**SET PROBLEM:**
Could you transcribe every one of the records below line for line, changing nothing?

**MATERIAL TO PROCESS:**
..........

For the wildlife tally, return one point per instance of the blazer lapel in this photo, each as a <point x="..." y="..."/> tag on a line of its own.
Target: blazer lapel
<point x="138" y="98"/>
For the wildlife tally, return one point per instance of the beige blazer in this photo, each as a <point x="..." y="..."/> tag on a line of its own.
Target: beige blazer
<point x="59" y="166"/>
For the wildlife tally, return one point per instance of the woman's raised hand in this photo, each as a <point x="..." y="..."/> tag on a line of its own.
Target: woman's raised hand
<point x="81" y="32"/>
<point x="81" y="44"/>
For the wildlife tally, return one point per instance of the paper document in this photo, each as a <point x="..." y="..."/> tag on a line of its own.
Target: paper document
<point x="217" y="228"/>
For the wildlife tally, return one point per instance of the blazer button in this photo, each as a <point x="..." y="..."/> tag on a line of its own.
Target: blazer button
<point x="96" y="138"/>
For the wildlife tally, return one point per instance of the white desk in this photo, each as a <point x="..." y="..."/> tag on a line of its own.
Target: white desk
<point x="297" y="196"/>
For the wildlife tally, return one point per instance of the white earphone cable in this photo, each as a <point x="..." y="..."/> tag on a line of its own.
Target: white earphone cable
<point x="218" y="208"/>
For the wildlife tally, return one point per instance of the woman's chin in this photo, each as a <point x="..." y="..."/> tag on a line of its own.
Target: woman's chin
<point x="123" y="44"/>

..........

**RESPONSE FOR THIS EXERCISE:**
For the wildlife tally, return one point per instance of the blazer lapel in this photo, each as a <point x="..." y="..."/> tag on a line of its own.
Target: blazer lapel
<point x="138" y="98"/>
For the wildlife tally, return one point per instance of the beige blazer in this photo, each as a <point x="..." y="..."/> tag on a line of its own.
Target: beige blazer
<point x="59" y="166"/>
For the wildlife tally, return one point per instance of the woman's raised hand in this photo, each as a <point x="..." y="..."/> tag on a line of its own.
Target: woman's raised hand
<point x="81" y="32"/>
<point x="81" y="44"/>
For the wildlife tally, return one point per instance of the paper document in this photo, each as a <point x="..." y="..."/> tag on a line of its own.
Target: paper document
<point x="217" y="228"/>
For the wildlife tally, return one point per instance of the blazer button in this photo, each as a <point x="..." y="..."/> tag on a line of its own.
Target: blazer button
<point x="96" y="138"/>
For the wildlife tally, return one point per instance of the white desk in this photo, each as a <point x="..." y="..."/> tag on a line of its own.
Target: white desk
<point x="297" y="196"/>
For the wildlife tally, return one point per instance of the white earphone cable in this photo, each as a <point x="..." y="..."/> tag on a line of its own.
Target: white earphone cable
<point x="218" y="208"/>
For the wildlife tally, return one point per instance of the woman's chin in this photo, each as a <point x="..." y="..."/> tag on a line of its own.
Target: woman's chin
<point x="123" y="44"/>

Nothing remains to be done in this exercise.